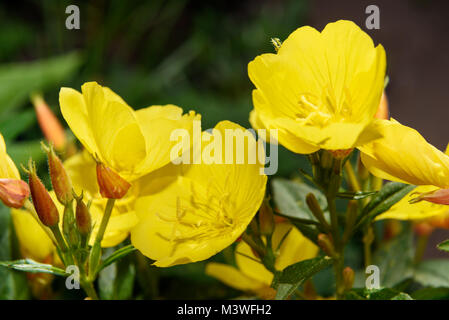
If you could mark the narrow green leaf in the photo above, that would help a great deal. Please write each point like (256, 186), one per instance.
(444, 246)
(293, 276)
(433, 273)
(390, 193)
(395, 259)
(120, 253)
(29, 265)
(355, 195)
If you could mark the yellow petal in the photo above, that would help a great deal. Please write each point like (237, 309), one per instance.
(232, 277)
(321, 90)
(404, 155)
(34, 242)
(403, 210)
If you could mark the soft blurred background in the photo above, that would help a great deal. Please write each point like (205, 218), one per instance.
(195, 54)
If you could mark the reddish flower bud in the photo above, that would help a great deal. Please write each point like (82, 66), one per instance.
(112, 186)
(348, 278)
(83, 219)
(13, 192)
(62, 185)
(44, 205)
(382, 111)
(49, 123)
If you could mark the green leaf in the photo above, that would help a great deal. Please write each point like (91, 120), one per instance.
(15, 123)
(390, 193)
(29, 265)
(293, 276)
(120, 253)
(18, 80)
(13, 285)
(444, 246)
(355, 195)
(116, 281)
(431, 294)
(290, 198)
(433, 273)
(376, 294)
(395, 259)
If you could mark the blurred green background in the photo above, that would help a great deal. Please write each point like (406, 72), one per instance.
(195, 54)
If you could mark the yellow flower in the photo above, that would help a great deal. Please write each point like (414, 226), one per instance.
(321, 90)
(8, 169)
(251, 275)
(132, 143)
(81, 170)
(34, 242)
(403, 155)
(203, 210)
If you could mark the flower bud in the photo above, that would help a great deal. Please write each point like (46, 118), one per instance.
(13, 192)
(382, 111)
(49, 123)
(83, 219)
(112, 186)
(440, 196)
(341, 153)
(62, 185)
(326, 245)
(44, 205)
(348, 278)
(266, 219)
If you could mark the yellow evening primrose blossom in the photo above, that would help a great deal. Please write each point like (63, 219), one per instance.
(81, 170)
(321, 90)
(205, 208)
(132, 143)
(252, 276)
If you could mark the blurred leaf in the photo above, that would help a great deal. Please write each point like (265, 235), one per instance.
(431, 294)
(290, 198)
(116, 281)
(355, 195)
(18, 80)
(29, 265)
(120, 253)
(433, 273)
(390, 193)
(13, 285)
(287, 281)
(21, 152)
(444, 246)
(376, 294)
(395, 259)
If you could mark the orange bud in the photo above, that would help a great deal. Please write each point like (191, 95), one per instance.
(44, 205)
(13, 192)
(348, 278)
(341, 153)
(83, 220)
(59, 178)
(383, 111)
(112, 186)
(49, 123)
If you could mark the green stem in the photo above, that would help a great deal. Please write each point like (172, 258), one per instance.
(95, 253)
(90, 289)
(421, 247)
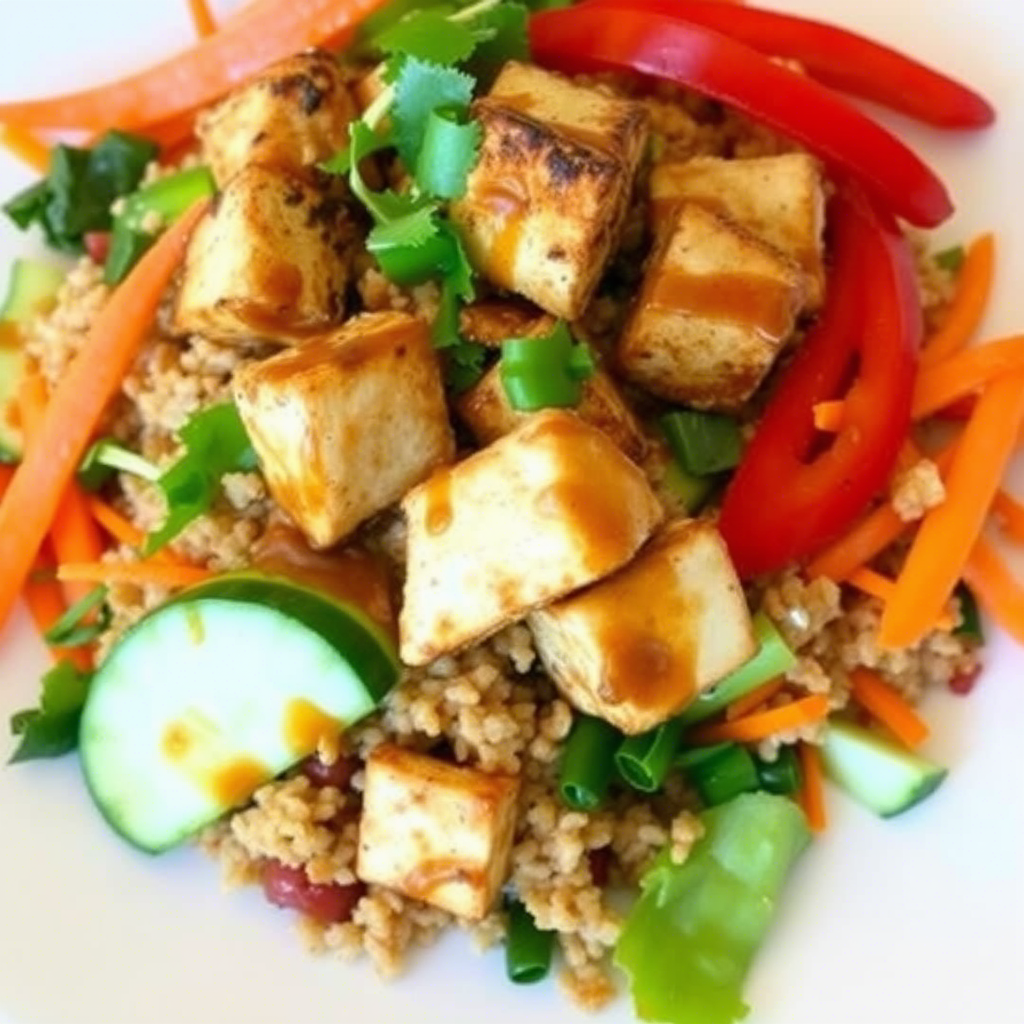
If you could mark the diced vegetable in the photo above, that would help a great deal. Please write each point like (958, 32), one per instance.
(689, 940)
(882, 775)
(214, 693)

----------

# Ketentuan Tugas
Sunting data mulai dari baris yang memuat "If you could mark the green stem" sampai akhir data dengan mengganti "diced vegetable" menjadi "chopped vegetable", tanpa mengubah bagian lainnya. Gambar tidak perlu disertakan dalam jawaban.

# Penyelesaian Masalah
If you could mark the green stem in the photo above, that would help a great deal. Please write each point like (172, 258), one per instance.
(95, 253)
(90, 289)
(421, 247)
If you could mark the chopped vegetable in the photo above, that would help a great deal. Please write each point like (958, 32), one per instance.
(689, 940)
(882, 775)
(214, 693)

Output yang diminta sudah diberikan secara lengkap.